# Material start
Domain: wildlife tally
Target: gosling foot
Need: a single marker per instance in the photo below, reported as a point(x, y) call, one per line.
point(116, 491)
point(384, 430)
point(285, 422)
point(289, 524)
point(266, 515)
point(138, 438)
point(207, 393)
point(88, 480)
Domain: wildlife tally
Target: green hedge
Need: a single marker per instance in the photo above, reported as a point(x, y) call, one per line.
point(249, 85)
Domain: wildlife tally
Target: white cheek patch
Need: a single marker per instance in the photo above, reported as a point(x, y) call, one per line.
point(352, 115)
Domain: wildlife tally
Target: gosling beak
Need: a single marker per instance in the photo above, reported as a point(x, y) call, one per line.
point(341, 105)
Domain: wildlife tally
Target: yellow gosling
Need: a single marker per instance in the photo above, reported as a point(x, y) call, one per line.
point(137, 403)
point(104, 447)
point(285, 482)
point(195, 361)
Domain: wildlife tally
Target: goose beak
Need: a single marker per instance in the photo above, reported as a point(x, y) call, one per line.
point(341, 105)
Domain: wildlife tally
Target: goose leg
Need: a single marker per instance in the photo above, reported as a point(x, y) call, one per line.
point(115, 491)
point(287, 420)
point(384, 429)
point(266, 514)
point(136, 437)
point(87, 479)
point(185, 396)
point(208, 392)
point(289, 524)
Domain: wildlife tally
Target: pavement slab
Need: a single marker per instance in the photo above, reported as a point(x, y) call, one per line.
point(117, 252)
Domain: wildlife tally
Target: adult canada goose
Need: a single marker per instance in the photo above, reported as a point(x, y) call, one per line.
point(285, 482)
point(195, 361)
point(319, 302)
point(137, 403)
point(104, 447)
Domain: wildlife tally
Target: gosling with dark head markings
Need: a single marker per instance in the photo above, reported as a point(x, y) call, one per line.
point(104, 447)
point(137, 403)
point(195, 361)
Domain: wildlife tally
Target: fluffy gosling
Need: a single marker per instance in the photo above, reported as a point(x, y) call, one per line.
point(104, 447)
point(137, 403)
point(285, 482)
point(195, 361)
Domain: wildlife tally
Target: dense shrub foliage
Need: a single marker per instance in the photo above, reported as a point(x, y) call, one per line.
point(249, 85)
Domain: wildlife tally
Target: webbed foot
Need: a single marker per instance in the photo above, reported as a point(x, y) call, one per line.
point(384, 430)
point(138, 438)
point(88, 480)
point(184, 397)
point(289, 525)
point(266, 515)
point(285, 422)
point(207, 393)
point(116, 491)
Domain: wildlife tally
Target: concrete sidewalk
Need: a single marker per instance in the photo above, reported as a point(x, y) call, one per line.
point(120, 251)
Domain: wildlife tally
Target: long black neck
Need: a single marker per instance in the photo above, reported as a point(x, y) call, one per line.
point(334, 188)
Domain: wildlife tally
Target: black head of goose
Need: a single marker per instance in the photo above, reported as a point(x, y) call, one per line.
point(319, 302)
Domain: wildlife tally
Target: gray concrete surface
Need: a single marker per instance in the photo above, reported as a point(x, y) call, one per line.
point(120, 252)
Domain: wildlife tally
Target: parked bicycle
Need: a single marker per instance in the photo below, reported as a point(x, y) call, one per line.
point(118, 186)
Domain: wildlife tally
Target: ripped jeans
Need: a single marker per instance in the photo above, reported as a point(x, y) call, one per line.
# Material end
> _Task prompt_: Take the records above and return them exactly as written.

> _Response to this exercise_:
Domain: wildlife tally
Target: gosling foot
Need: a single marker per instance in the photo below, reported as a point(x, y) call, one per line.
point(116, 491)
point(384, 430)
point(285, 422)
point(289, 524)
point(266, 515)
point(138, 438)
point(207, 393)
point(88, 480)
Domain: wildlife tally
Target: green hedge
Need: a single marker per instance in the photo above, reported as a point(x, y) call, one per line.
point(249, 85)
Domain: wildlife tally
Target: white cheek patch
Need: a single marker per instance in the photo above, reported as a point(x, y) call, one per line.
point(352, 115)
Domain: wildlife tally
Target: gosling beak
Need: a single marker per instance in the photo above, reported as a point(x, y) call, one per line.
point(341, 105)
Domain: wildlife tally
Target: yellow gosling
Need: a single marker per instance in the photo above, reported as a point(x, y) call, one per line.
point(137, 403)
point(104, 447)
point(285, 482)
point(195, 361)
Domain: wildlife tally
Target: goose beak
Need: a single marker per instance in the photo above, reported as a point(x, y) call, one per line.
point(341, 105)
Domain: wildlife tally
Target: goose leg
Need: a single marker per instance in the photo above, reported as a point(x, y) call, one per line.
point(115, 491)
point(287, 420)
point(384, 429)
point(266, 514)
point(136, 437)
point(87, 479)
point(185, 396)
point(208, 392)
point(289, 524)
Domain: wildlife tally
Target: pavement slab
Need: a single marker per instance in the photo above, reported as a point(x, y) call, one per line.
point(117, 252)
Domain: wildlife tally
Target: adult canada goose
Need: a single marker per instance in the photo above, reported as a point(x, y) call, one per line.
point(285, 482)
point(195, 361)
point(319, 302)
point(137, 403)
point(104, 447)
Domain: wildlife tally
Target: gosling with dark head markings
Need: a single marker per instance in the photo above, reported as a point(x, y) call, one per line.
point(104, 447)
point(137, 403)
point(195, 361)
Domain: wildlife tally
Target: fluffy gosling
Need: a single marker per instance in the photo above, reported as a point(x, y) call, one per line.
point(104, 447)
point(137, 403)
point(285, 482)
point(195, 361)
Domain: wildlife tally
Target: dense shrub foliage
Need: a single marker per instance in the photo above, reported as a point(x, y) call, one per line.
point(249, 85)
Domain: wildlife tally
Target: webbed foot
Need: a single marker per instance in the photo above, reported as a point(x, y) call, one per line.
point(384, 430)
point(138, 438)
point(88, 480)
point(184, 397)
point(289, 525)
point(266, 515)
point(285, 422)
point(207, 393)
point(116, 491)
Domain: wildlife tally
Target: concrete sidewalk
Need: a single marker per instance in the photo above, reported as a point(x, y) call, one per line.
point(120, 251)
Domain: wildlife tally
Target: long black neck
Need: a single marker per instance in the photo above, reported as a point(x, y) call, one per line.
point(334, 188)
Domain: wildlife tally
Target: black head of goose
Need: a single marker per instance in the photo above, reported as a point(x, y) call, one per line.
point(319, 302)
Domain: wildlife tally
Target: gray concrete surface
Need: a single marker per instance in the photo above, reported as a point(x, y) call, one per line.
point(120, 252)
Domain: wildlife tally
Target: parked bicycle
Need: a single marker per instance in the photo below, reported as a point(x, y) call, one per line.
point(118, 186)
Domain: wildlife tally
Target: ripped jeans
Need: a single marker per instance in the photo above, reported as a point(x, y) call, one per line.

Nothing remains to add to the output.